*WHAT IS REQUIRED*.
Swap "marker" for "dot" throughout the material below, and reproduce the material otherwise unchanged.

*RECORDS PROVIDED*.
+ + + + + + +
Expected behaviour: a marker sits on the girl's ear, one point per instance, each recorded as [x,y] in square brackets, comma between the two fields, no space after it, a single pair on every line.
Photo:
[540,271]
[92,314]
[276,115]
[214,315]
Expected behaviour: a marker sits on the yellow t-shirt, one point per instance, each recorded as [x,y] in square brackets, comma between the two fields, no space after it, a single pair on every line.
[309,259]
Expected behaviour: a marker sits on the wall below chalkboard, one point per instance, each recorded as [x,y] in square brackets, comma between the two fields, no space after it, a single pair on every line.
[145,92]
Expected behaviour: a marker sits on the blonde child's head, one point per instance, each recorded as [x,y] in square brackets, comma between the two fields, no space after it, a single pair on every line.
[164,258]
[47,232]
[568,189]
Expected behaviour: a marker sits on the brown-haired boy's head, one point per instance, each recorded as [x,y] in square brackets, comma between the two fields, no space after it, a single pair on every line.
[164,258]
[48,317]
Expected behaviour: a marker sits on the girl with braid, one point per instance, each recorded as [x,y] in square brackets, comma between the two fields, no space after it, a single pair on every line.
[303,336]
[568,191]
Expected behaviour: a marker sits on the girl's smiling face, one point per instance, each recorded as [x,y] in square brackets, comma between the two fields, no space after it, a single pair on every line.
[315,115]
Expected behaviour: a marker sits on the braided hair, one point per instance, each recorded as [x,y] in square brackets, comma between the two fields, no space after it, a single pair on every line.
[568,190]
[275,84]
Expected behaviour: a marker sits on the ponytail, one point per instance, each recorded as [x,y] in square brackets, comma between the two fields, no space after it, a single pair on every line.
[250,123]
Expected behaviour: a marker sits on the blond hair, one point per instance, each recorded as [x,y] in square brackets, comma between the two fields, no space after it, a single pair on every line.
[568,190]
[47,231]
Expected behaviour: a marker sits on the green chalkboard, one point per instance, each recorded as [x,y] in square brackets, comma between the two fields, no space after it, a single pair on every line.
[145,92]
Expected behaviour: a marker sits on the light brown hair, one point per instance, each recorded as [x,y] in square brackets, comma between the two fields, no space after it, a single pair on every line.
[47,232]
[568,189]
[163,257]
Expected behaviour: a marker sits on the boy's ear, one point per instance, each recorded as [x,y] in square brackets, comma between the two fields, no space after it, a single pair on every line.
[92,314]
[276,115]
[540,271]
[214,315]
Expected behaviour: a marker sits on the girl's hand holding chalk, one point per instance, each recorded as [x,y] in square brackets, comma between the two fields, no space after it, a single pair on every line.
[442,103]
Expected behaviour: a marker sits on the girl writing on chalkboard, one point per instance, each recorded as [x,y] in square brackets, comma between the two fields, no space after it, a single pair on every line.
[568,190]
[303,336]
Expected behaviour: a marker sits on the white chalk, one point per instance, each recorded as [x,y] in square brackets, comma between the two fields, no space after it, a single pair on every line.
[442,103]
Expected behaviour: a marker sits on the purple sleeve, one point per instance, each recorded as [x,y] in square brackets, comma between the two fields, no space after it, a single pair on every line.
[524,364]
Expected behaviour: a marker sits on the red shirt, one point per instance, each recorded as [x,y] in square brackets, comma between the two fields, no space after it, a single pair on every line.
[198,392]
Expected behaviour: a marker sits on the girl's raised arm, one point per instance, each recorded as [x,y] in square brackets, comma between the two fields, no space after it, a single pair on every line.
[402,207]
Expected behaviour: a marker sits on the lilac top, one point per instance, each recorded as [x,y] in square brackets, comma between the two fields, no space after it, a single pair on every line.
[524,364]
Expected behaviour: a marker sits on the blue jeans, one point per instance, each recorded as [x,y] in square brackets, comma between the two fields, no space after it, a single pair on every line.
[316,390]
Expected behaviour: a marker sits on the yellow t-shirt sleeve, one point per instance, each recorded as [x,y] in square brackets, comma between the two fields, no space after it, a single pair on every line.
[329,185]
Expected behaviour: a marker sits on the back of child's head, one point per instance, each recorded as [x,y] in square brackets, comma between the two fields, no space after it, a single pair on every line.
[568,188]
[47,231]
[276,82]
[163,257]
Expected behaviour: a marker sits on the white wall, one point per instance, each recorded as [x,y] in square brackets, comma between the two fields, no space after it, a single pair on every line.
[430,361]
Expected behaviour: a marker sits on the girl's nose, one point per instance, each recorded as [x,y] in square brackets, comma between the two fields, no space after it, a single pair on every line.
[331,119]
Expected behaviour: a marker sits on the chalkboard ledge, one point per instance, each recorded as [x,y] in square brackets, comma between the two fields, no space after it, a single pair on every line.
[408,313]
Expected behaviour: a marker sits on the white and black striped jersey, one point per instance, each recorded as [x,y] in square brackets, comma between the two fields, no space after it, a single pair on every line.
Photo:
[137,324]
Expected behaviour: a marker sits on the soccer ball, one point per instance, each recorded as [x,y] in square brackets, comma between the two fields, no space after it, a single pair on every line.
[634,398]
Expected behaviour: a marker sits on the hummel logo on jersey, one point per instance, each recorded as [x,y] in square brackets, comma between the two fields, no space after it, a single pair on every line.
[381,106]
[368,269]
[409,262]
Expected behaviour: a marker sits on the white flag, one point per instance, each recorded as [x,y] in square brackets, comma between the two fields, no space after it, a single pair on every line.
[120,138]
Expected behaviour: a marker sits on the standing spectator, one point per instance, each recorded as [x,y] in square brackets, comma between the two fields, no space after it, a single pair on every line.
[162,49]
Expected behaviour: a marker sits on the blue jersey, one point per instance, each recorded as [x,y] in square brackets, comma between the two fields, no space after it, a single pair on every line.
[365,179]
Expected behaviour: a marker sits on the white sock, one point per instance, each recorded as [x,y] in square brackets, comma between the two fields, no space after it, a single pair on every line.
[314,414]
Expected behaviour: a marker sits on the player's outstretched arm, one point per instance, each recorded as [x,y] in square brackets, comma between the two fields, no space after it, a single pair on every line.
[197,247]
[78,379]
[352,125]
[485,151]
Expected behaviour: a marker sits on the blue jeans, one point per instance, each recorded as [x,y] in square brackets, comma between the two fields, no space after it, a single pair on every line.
+ + + + + + +
*THE OUTPUT*.
Expected behaviour: a dot sits on the girl's ear, one point per instance, each recorded as [x,y] in square brackets, comma between the two fields, no space after it, a single pair on every line.
Photo:
[540,271]
[92,314]
[276,115]
[214,315]
Expected behaviour: a dot sits on the yellow t-shirt, one point per instance, each recorded as [x,y] in square brackets, comma between the two fields, no space after it, a single pair on every line.
[309,259]
Expected behaviour: a dot sits on the wall below chalkboard, one point per instance, each recorded as [x,y] in square brackets, comma between the two fields, no space after it, a single pair on every line.
[145,92]
Expected behaviour: a dot sits on the blonde child's head, one point per instance, each recorded as [x,y] in square brackets, comma between the two fields, no space after it, a single pair on every line.
[164,258]
[47,232]
[568,189]
Expected behaviour: a dot sits on the brown-haired boy's head, one point per instance, each recorded as [x,y] in square brackets, comma between the two fields, no space after it, a single pair on every line.
[164,258]
[48,317]
Expected behaviour: a dot sits on the girl with braid, one point per instance, each recorded as [x,y] in square brackets, comma between the two fields, no space after it, a single pair on every line.
[303,336]
[568,191]
Expected behaviour: a dot sits on the girl's smiling face, one point per instance, each recorded as [x,y] in square brackets, comma between the two fields, no space after it, a single pair on every line.
[315,115]
Expected behaviour: a dot sits on the braided hair, one point per instance, each recorded as [x,y] in square brackets, comma between the two fields, no space after it, a single pair on every line.
[568,190]
[275,84]
Expected behaviour: a dot sits on the ponytail, one point per instance, each recorded as [x,y] in square brackets, comma between the two fields, no space after it, a single pair on every line.
[250,123]
Expected behaviour: a dot sits on the blond hair, one point per instance, each recorded as [x,y] in square brackets, comma between the two fields, no space after it, a single pair on every line.
[568,190]
[47,231]
Expected behaviour: a dot sits on the green chalkboard, one point per instance, each recorded as [x,y] in square brackets, comma between the two fields, no space after it, a single pair on every line.
[145,92]
Expected behaviour: a dot sits on the light brown hair, one point per instance, each recorded as [x,y] in square brackets, comma between the two fields, no space after it, a single pair on every line.
[47,232]
[568,189]
[163,257]
Expected behaviour: a dot sits on the boy's ear, one point per instance, each recorded as [x,y] in square brackets, comma between the two fields, no space after it, a single pair on every line.
[92,314]
[276,115]
[540,271]
[214,315]
Expected behaviour: a dot sits on the girl's hand holding chalk, one point per instance, each recorded as [x,y] in square brackets, comma between the two fields, no space after it, a single pair on every line.
[442,103]
Expected behaviour: a dot sits on the girl writing on chalkboard, one point per instance, each recorded as [x,y] in square brackets, comma between the two fields, no space after it, a single pair on every line.
[568,190]
[303,336]
Expected behaviour: a dot sits on the white chalk, one point per instance, each recorded as [x,y] in square brackets, comma between the two fields, no space after it, a single pair on every line.
[442,103]
Expected behaviour: a dot sits on the purple sleeve, one point per instance, each recorded as [x,y] in square brackets, comma between the two fields, no space after it, a single pair on every line.
[524,364]
Expected behaviour: a dot sits on the red shirt, one point per instance, each recorded as [x,y] in square brackets, comma between the two fields, no space after it, a single pair on every line.
[198,392]
Expected behaviour: a dot sits on the girl's raised arm, one point per instance, each recorded as [x,y] in square brackets, comma between the two fields, no space after it, a single pair on every line.
[402,207]
Expected behaviour: a dot sits on the lilac top, one point per instance, each recorded as [x,y] in square brackets, comma between the two fields, no space after it, a single pair on every line.
[524,364]
Expected behaviour: a dot sits on the blue jeans, one point per instance, each recorded as [x,y] in square brackets, comma between the two fields, no space after it, a single pair on every line.
[316,390]
Expected behaviour: a dot sits on the yellow t-shirt sleeve, one point per instance, each recorded as [x,y] in square brackets, comma between the two fields, no space after it, a single pair on every line.
[329,185]
Expected behaviour: a dot sits on the back of child's head, one point per instance, each recorded as [x,y] in square brackets, comma between the two fields, no space after it, a single pair on every line.
[568,188]
[47,231]
[276,82]
[163,257]
Expected behaviour: a dot sits on the white wall, one point per instance, each recorded as [x,y] in square brackets, comma between the two fields, no space after it, a single pair on every line.
[430,361]
Expected behaviour: a dot sits on the girl's nose, one point per instance, each recorded as [x,y] in square brackets, comma between the two fields, no space after it, a single pair on every line.
[331,119]
Expected behaviour: a dot sits on the chalkboard ledge, one point per instance, each recorded as [x,y] in square brackets, comma between the two fields, no space after it, a single pair on every line.
[408,313]
Expected behaviour: a dot sits on the white and black striped jersey, one point per instance, each recorded as [x,y] in square brackets, comma between the two fields, no space after it, a single pair on every line.
Photo:
[137,324]
Expected behaviour: a dot sits on the soccer ball, one point per instance, each recorded as [x,y] in square brackets, comma between the two fields, no space after it, a single pair on every line.
[634,398]
Expected behaviour: a dot sits on the hummel logo on jersey, one point per instance, each recorded as [x,y] in square brackets, comma between the two fields, no space after it, a single pair on every line.
[381,106]
[368,269]
[409,262]
Expected behaviour: a dot sits on the white flag, one point per instance, each recorded as [x,y] in square brackets, comma between the two fields, no space after it, a single pair on every line.
[120,138]
Expected behaviour: a dot sits on the standing spectator, one point per instance, each recorded as [x,y] in square brackets, comma between the two fields, no space after it, a single pair on every line.
[162,49]
Expected behaviour: a dot sits on the blue jersey, one point per instance, each recorded as [x,y] in square brackets, comma between the two fields, no space after it, a single pair on every line.
[365,179]
Expected behaviour: a dot sits on the white sock, one point per instance, each recorded as [x,y] in square brackets, comma between the two fields, no space after it, a single pair on every line.
[314,414]
Expected behaviour: a dot sits on the player's outstretched arm, one point per instance, each recorded as [x,y] in square brackets, comma between the two fields, no space after it, a single pair on every line.
[197,247]
[78,379]
[352,125]
[485,151]
Expected behaviour: a dot sits on the blue jeans, one point per instance, each recorded as [x,y] in square brackets, comma between the two fields, no space after it, a single pair on every line.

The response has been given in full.